The task: Reproduce the following material exactly, including every line.

Source data:
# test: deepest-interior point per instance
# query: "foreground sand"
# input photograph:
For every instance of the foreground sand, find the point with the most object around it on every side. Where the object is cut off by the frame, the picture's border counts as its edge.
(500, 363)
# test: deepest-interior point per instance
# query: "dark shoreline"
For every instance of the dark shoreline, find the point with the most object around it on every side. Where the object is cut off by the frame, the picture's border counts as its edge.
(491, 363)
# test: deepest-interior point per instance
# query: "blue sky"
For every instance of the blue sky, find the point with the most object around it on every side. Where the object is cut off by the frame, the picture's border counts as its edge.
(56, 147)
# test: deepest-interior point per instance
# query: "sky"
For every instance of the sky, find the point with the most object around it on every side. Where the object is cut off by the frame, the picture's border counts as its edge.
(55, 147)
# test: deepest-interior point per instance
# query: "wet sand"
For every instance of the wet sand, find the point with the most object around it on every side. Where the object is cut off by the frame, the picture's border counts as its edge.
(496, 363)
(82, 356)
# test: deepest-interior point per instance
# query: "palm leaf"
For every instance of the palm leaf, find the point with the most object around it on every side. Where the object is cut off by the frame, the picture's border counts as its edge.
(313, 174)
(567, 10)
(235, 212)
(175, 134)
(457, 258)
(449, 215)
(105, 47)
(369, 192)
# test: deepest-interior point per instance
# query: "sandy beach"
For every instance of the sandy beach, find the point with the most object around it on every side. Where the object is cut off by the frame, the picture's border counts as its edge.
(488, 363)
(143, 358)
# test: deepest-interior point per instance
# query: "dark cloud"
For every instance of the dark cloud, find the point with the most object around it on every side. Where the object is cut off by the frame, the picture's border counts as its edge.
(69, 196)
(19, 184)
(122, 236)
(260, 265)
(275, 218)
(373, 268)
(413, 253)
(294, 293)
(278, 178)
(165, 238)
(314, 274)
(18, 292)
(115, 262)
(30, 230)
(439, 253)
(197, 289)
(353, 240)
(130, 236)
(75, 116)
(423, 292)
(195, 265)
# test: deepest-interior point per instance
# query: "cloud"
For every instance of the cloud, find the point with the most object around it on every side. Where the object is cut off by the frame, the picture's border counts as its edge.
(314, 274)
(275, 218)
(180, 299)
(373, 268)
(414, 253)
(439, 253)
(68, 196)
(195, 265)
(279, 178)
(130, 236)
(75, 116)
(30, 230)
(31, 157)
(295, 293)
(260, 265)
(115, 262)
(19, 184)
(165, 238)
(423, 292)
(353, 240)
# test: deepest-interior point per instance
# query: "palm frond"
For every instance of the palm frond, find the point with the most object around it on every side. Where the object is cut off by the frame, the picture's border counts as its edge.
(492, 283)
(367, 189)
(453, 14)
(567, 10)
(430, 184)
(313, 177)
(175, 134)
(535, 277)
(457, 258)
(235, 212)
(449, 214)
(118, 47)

Expected output:
# test: deepest-interior point per instance
# query: "foreground sand"
# input photograph:
For every instance of the foreground sand, find the point with the most object around it on every side. Where the object is cut off by the frame, the picture's border counts as its edge.
(500, 363)
# test: deepest-interior point per instance
# query: "dark shoreline"
For every instance of the dark shoreline, find the point with the most object around it on every side. Where the object is cut off by the frame, the picture's border counts as its edge.
(491, 363)
# test: deepest-interior point per instance
# query: "blue sky"
For every instance of the blue sky, find the point with the most object around it on every side. Where the object is cut off by the frame, the picture's border counts as its edge.
(56, 147)
# test: deepest-interior point per instance
# query: "sky"
For every instance of the sky, find the point with the most object around it on every side. Where the object is cut off by the frame, the picture's border counts as its edge.
(55, 147)
# test: deepest-interior point per instance
# query: "wet sand"
For every instance of the wet sand, find the point with the most object around it on every side. Where the object is cut off by the frame, the picture's border counts as its edge.
(496, 363)
(82, 356)
# test: deepest-interior point per instance
# query: "palm leaf"
For every instance of the palm leaf, find the point with the most object around it on every side. Where the object is cut off by the frame, the picture's border counts as its edge.
(313, 174)
(567, 10)
(235, 212)
(175, 134)
(457, 258)
(449, 215)
(105, 47)
(369, 192)
# test: deepest-interior point per instance
# query: "sandy beach"
For every instance of the sandy beach, find the point with the most object around it on every side. Where the object is cut off by the frame, the picture's border counts as its edge.
(488, 363)
(143, 358)
# test: deepest-interior point per instance
# query: "dark cloud"
For every instance of the dark cloud, find the point with the most object around it on every side. Where the object is cut off by the frame, the picture's border counts as its edge.
(69, 196)
(19, 184)
(122, 236)
(260, 265)
(275, 218)
(373, 268)
(413, 253)
(294, 293)
(278, 178)
(165, 238)
(314, 274)
(18, 292)
(115, 262)
(30, 230)
(439, 253)
(197, 289)
(353, 240)
(130, 236)
(75, 116)
(423, 292)
(195, 265)
# test: deepest-interior point per instance
# query: "cloud"
For every instance of the cloud, find the point with the most object around it on every side. Where the object is cut off by the frame, the picture's border counts as its edge.
(314, 274)
(275, 218)
(180, 299)
(373, 268)
(414, 253)
(439, 253)
(68, 196)
(195, 265)
(279, 178)
(130, 236)
(75, 116)
(30, 230)
(31, 157)
(295, 293)
(260, 265)
(115, 262)
(19, 184)
(165, 238)
(423, 292)
(353, 240)
# test: deepest-interior point per instance
# query: "palm frond"
For every instance of the palm frond, find the point with the most object around it on every side. Where the object is cut off by the frame, the picture's border counts as its edge.
(492, 283)
(367, 189)
(453, 14)
(567, 10)
(430, 184)
(313, 177)
(175, 134)
(535, 277)
(457, 258)
(235, 212)
(449, 214)
(118, 47)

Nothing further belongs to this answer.